主要实现思路

  • 1、在clickhouse中创建MySQL引擎表。
  • 2、根据MySQL引擎表的信息创建目标表。
  • 3、实现canal实时增量同步MySQL数据到clickhouse。

    MySQL 的准备

    修改配置文件开启 Binlog

    [root@hadoop100 module]$ sudo vim /etc/my.cnf
    server-id=1
    log-bin=mysql-bin
    binlog_format=row
    binlog-do-db=test
  • 注意:binlog-do-db 根据自己的情况进行修改,指定具体要同步的数据库,如果不配置则表示所有数据库均开启 Binlog。

    MySQL中需要同步的库表

    MySQL [testck]> show databases;
    +--------------------+
    | Database           |
    +--------------------+
    | information_schema |
    | innodb             |
    | mysql              |
    | performance_schema |
    | sys                |
    | testck             |
    | tmp                |
  • rows in set (0.00 sec)
    MySQL [testck]> use testck;
    Reading table information for completion of table and column names
    You can turn off this feature to get a quicker startup with -A
    Database changed

    MySQL [testck]> show tables;
    Tables_in_testck
    t_organization
    t_user
  • rows in set (0.00 sec)
    MySQL [testck]>

  • testck库下的所有表

    clickhouse 的准备

  • canal实时同步MySQL的数据需要在clickhouse中提前建好库表

    在clickhouse建MySQL引擎的库

  • 把MySQL某个库中的所有表结构信息映射到clickhouse中,这样在clickhouse中就可以远程操作MySQL。

    cnnxpredn02 :) CREATE DATABASE t_tmp ENGINE = MySQL('ip:3306', 'testck', 'user', 'pass');
    CREATE DATABASE t_tmp
    ENGINE = MySQL('ip:3306', 'testck', 'user', 'pass')
    Query id: 9f6d7179-3c97-47c2-93ea-abc0c6ca873b
  • rows in set. Elapsed: 0.013 sec.
    cnnxpredn02 :) show databases;
    SHOW DATABASES
    Query id: 5b5baaf5-86f5-46c1-ac34-2618c34462f1
    ┌─name────┐
    │ default │
    │ system │
    │ t_tmp │
    └─────────┘
  • rows in set. Elapsed: 0.009 sec.
    cnnxpredn02 :)

    ## 创建clickhouse中的库

    cnnxpredn02 :) create database testck;
    CREATE DATABASE testck
    Query id: 397261c0-a8f0-48c6-b4f6-71d121b975b8
    Ok.

  • rows in set. Elapsed: 0.004 sec.

_数据区_:
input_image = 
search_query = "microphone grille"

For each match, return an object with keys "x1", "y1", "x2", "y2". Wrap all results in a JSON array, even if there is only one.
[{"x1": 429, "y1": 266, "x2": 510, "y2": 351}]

_书面任务_:
(a) 根据 MySQL 同步 ClickHouse 的教程，如果不配置 binlog-do-db，会出现什么情况？
(b) 从 MySQL 同步 ClickHouse 教程最后一句之后续写。
上面的数据在这里用不到。

_参考答案_:
(a) 所有数据库均开启 Binlog。

(b)
    cnnxvopredn02 :) show databases;
    SHOW DATABASES
    Query id: f467f4bb-99fa-4322-a3c1-e33be74b6e81
    ┌─name────┐
    │ default │
    │ system │
    │ t_tmp │
    │ testck │
    └─────────┘
  • rows in set. Elapsed: 0.002 sec.
    cnnxvpredn02 :)

    ## 根据创建的MySQL引擎表创建clickhouse目标表结构

    cnnxvpredn02 :) create table testck.t_organization as t_tmp.t_organization;
    :-] create table testck.t_user as t_tmp.t_user;
    CREATE TABLE testck.t_organization AS t_tmp.t_organization
    Query id: f942cf5d-701f-4dbd-9ffd-de2206eec851
    Ok.

  • rows in set. Elapsed: 0.006 sec.
    CREATE TABLE testck.t_user AS t_tmp.t_user
    Query id: ef7dddd7-64b2-4dbc-88be-a105b49aff57
    Ok.
  • rows in set. Elapsed: 0.004 sec.
    cnnxvopredn02 :)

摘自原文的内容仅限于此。